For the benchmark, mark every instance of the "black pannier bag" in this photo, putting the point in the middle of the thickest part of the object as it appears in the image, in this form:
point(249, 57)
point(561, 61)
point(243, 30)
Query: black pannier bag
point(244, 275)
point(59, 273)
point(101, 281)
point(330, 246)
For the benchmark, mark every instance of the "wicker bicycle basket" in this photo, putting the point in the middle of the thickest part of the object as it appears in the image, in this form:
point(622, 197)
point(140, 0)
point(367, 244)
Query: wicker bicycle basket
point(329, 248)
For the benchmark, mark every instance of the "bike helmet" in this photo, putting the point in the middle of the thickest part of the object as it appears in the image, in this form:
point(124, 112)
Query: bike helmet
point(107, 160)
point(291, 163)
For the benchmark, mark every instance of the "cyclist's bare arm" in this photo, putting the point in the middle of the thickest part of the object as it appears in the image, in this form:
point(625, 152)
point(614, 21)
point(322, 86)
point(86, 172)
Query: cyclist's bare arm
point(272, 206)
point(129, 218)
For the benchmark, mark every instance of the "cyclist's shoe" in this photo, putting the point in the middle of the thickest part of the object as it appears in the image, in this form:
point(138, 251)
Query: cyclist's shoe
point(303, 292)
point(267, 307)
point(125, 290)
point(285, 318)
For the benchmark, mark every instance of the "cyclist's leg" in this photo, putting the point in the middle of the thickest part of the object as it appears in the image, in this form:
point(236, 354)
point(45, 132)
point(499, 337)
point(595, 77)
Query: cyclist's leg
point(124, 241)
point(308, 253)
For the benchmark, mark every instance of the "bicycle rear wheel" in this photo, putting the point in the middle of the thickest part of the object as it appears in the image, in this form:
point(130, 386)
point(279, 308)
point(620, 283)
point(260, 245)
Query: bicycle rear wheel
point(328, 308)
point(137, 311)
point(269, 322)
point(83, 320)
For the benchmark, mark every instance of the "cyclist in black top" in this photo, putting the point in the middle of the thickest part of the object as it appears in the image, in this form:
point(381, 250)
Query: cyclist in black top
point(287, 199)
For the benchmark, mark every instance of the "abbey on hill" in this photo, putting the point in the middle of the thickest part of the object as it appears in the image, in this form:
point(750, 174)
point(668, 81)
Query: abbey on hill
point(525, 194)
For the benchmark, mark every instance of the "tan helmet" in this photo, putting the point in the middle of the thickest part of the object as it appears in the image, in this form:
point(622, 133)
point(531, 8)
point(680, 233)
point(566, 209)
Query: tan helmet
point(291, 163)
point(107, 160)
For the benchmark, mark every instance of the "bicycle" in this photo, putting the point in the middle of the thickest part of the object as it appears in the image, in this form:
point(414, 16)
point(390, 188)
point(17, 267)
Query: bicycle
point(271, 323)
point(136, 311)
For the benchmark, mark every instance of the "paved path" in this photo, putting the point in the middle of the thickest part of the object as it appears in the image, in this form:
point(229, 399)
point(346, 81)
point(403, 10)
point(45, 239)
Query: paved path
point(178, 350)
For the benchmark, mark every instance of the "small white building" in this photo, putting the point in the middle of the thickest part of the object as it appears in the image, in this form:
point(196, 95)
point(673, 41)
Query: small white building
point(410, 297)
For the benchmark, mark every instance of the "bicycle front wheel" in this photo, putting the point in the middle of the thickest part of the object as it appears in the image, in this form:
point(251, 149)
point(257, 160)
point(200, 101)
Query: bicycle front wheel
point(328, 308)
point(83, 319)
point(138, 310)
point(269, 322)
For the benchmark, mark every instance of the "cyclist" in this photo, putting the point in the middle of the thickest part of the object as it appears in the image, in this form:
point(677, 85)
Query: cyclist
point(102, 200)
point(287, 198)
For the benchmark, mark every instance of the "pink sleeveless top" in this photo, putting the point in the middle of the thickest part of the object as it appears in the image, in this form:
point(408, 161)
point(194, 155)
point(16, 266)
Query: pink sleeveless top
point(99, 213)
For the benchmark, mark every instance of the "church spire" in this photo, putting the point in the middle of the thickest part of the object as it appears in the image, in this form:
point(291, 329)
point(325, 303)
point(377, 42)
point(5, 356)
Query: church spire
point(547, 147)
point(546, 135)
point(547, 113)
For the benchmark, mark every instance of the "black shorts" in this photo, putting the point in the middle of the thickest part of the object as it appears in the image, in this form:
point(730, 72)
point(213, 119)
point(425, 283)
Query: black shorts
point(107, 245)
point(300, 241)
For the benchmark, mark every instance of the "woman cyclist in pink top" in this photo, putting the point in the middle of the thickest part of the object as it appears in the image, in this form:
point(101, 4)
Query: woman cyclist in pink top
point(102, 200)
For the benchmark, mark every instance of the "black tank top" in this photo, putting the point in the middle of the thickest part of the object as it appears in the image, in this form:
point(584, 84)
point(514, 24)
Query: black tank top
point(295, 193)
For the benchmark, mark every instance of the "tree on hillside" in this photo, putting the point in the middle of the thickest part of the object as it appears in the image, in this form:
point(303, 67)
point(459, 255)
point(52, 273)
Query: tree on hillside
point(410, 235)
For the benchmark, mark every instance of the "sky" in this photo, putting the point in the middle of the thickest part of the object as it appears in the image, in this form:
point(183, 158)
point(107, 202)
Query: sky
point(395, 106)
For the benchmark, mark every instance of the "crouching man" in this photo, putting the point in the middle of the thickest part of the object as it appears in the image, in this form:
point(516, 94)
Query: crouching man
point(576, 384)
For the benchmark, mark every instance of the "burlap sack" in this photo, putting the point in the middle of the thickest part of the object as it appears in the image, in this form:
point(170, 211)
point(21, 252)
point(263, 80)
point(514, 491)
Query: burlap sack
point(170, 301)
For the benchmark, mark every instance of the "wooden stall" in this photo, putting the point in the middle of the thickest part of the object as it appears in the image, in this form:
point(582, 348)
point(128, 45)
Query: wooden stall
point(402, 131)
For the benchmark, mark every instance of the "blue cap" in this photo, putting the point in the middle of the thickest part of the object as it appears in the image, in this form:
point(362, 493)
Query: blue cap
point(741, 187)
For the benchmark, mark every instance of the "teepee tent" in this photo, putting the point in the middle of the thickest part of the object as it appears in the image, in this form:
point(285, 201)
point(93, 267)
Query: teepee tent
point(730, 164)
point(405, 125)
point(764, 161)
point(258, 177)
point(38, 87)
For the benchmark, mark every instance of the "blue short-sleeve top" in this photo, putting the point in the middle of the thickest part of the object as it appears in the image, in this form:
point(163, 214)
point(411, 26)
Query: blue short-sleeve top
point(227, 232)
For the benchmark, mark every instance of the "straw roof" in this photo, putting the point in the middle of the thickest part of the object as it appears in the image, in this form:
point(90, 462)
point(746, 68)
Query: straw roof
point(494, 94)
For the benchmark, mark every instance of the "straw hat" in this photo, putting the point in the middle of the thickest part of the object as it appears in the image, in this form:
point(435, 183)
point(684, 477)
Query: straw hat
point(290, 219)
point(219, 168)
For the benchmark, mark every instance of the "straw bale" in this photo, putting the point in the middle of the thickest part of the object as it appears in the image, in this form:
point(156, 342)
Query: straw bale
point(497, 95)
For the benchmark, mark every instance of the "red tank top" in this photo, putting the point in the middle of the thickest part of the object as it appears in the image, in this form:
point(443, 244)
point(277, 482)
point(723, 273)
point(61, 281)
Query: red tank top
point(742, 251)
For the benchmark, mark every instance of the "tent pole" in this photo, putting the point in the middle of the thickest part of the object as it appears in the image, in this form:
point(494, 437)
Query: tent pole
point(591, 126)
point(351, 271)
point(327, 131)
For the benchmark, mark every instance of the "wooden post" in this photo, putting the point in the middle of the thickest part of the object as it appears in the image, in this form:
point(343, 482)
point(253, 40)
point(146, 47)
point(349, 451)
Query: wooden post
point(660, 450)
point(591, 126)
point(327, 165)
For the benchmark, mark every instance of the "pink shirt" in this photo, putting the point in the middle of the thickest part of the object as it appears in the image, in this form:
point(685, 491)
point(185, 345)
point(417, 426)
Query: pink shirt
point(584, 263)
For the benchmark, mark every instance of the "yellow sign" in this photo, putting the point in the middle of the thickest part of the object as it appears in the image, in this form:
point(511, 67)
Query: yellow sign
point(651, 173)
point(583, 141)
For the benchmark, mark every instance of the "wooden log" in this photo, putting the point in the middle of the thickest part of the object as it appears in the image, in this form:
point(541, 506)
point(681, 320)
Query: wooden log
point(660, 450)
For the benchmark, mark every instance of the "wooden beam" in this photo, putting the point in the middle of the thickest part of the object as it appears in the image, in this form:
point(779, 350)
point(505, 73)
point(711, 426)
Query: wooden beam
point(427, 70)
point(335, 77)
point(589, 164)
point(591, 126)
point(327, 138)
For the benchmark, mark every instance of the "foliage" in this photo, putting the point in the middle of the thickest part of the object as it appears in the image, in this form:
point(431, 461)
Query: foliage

◆ ◆ ◆ ◆ ◆ ◆ ◆

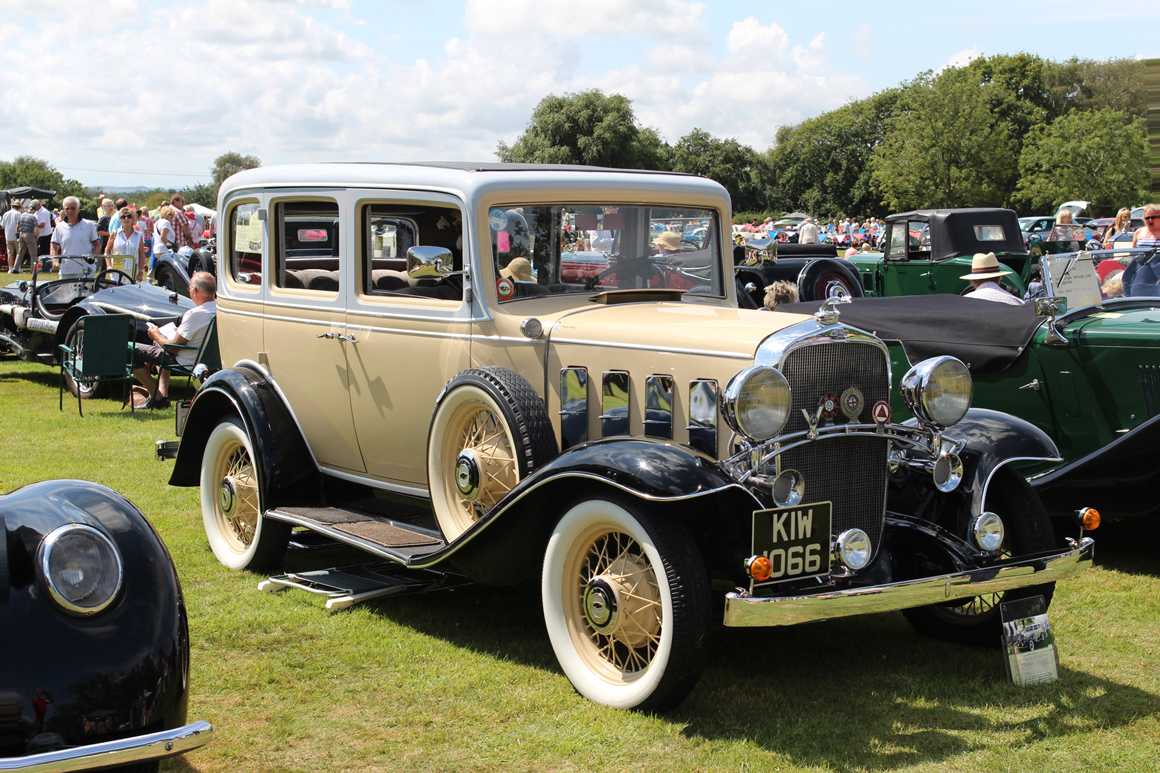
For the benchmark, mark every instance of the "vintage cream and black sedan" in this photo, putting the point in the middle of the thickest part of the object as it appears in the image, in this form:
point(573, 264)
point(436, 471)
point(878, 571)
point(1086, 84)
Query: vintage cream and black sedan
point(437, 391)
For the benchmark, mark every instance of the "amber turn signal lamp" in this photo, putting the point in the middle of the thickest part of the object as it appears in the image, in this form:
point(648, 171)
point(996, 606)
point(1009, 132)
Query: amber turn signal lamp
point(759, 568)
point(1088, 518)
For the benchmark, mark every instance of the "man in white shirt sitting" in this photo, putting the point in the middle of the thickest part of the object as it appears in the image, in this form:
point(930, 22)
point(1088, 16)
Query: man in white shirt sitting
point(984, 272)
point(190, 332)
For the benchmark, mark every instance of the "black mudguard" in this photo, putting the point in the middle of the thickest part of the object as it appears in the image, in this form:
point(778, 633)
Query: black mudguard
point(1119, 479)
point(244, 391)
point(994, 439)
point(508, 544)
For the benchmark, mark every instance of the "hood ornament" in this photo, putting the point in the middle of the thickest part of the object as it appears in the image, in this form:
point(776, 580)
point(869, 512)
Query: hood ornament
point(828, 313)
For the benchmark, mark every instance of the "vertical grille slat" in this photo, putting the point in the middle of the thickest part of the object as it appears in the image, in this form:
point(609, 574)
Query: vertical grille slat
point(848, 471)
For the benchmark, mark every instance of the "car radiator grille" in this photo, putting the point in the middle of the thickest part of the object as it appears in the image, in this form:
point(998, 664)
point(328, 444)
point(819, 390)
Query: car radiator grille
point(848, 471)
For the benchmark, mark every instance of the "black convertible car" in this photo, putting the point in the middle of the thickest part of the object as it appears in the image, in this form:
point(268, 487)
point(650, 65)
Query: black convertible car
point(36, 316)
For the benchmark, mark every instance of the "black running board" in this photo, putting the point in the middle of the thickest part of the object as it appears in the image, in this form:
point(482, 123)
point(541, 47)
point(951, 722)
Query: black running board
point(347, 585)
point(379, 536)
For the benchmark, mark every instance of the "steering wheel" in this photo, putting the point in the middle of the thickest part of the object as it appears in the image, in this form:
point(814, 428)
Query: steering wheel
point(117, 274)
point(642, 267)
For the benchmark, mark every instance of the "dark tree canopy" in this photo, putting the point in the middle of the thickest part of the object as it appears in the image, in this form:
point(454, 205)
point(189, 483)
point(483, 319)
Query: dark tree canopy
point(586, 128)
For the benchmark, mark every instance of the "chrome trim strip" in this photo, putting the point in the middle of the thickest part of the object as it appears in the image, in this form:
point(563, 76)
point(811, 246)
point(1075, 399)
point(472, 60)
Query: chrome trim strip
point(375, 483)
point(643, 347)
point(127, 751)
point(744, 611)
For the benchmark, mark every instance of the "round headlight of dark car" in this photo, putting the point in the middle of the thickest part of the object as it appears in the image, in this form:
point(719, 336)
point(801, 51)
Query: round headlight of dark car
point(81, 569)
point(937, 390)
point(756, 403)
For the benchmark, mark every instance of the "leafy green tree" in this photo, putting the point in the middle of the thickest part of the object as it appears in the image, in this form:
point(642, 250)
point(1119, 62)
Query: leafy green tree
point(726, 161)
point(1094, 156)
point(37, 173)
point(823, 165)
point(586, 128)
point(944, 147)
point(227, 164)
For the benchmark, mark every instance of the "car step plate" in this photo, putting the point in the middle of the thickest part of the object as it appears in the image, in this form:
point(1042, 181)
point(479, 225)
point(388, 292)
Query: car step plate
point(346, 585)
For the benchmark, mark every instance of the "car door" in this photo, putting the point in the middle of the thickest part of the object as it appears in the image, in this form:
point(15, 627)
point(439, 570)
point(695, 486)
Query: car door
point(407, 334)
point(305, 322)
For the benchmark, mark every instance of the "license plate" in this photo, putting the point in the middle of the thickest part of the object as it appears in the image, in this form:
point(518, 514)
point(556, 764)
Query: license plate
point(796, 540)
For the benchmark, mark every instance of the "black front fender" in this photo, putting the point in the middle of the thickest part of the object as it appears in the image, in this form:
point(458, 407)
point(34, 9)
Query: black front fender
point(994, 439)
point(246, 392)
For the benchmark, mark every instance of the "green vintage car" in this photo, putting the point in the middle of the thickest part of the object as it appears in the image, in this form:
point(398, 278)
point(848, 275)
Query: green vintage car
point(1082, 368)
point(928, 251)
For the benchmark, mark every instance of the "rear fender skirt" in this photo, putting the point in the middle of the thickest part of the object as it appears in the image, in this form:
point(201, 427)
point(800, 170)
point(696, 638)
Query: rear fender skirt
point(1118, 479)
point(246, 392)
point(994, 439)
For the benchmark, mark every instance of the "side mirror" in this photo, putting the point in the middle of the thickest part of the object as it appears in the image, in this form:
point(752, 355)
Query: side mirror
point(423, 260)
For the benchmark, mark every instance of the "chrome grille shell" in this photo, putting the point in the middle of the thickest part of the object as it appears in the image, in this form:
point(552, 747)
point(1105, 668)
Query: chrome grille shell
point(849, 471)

◆ ◆ ◆ ◆ ◆ ◆ ◆

◆ Short problem
Count the lines in the items above that contain the string "burlap", and give only that number.

◆ The answer
2